[Excerpts from point annotation data]
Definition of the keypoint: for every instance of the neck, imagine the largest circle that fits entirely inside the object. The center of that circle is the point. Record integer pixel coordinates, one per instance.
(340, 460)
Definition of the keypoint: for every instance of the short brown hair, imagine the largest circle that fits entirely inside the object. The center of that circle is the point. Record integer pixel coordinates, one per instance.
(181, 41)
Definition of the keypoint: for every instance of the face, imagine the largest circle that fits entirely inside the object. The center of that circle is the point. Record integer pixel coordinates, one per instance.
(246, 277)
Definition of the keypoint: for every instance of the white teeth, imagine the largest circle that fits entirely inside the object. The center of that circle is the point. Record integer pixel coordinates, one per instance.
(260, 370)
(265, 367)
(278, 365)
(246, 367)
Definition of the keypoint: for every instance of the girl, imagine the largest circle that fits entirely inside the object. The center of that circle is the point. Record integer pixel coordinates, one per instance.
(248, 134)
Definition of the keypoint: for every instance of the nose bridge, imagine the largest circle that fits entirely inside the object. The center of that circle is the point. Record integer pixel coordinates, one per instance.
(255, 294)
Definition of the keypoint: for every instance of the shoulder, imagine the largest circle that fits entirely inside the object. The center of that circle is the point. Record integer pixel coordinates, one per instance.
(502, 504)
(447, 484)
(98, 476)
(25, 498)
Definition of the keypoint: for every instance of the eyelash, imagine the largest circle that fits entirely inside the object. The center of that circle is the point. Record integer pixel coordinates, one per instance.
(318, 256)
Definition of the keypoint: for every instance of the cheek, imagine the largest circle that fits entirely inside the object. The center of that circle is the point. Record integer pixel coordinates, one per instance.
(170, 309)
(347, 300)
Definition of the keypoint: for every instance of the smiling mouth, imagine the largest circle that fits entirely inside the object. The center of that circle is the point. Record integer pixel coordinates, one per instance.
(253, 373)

**DIRECTIVE:**
Change every row above by swapping "largest circle" for "biggest circle" and keeping everything else the same.

**COMPLETE RESPONSE:**
Definition of the keypoint: for every instance of the neck, imagine the biggest circle that fits entirely inside the object. The center of that circle is the point. Record integer pixel coordinates, one per instance.
(340, 460)
Definition of the keypoint: for every instance of the short brown hair, imagine the biggest circle that fits entirely inside the object. The center of that circle is the point. Record integer pixel coordinates, one per instance.
(181, 41)
Definition of the keypoint: for every instance of the face, imagine the biggest circle that fits entirely inside the object. The center of that circle is the point. Record integer pixel coordinates, one per instance.
(246, 277)
Definition of the keypoint: for every instance of the white teeth, imagine the biggest circle that fits entirely inside the object. The center of that circle is the point. Record integer pixel coordinates, one per instance.
(260, 370)
(265, 367)
(278, 365)
(246, 367)
Definition of the keypoint: for every instance of the girl, imagine the biggest circle that fits entirely inside the object. The center of that circle is the point. Record integer pixel coordinates, one per instance.
(248, 134)
Definition of the keypoint: for every instance of the nose bridge, imagine the biggest circle that fits entirely inside the object. The center of that circle is the point. Record integer pixel coordinates, one per instance.
(255, 294)
Definition of the keypoint: for every instance of the shoulder, imagine the biggest circle that fits entirely inside the object. The center of that circle is the point. Record integer pixel coordinates, one per instance.
(502, 504)
(447, 484)
(98, 476)
(25, 498)
Definition of the keypoint: for every instance of the eyelash, imagine the biggest circle that fits entirely inside the object. The center of that circle is the point. Record integer pixel coordinates, one per instance.
(318, 256)
Definition of the keypoint: for every instance of the cheek, imagine the biggest circle that fits entirely inside the object. The center of that circle is the point. Record integer pixel coordinates, one per instance.
(170, 309)
(347, 300)
Definition of the keypoint: for every instance of the smiling mouth, imagine the biggest circle that fits entirely inside the object. The center of that circle is the point. Record integer pixel coordinates, one per instance.
(253, 373)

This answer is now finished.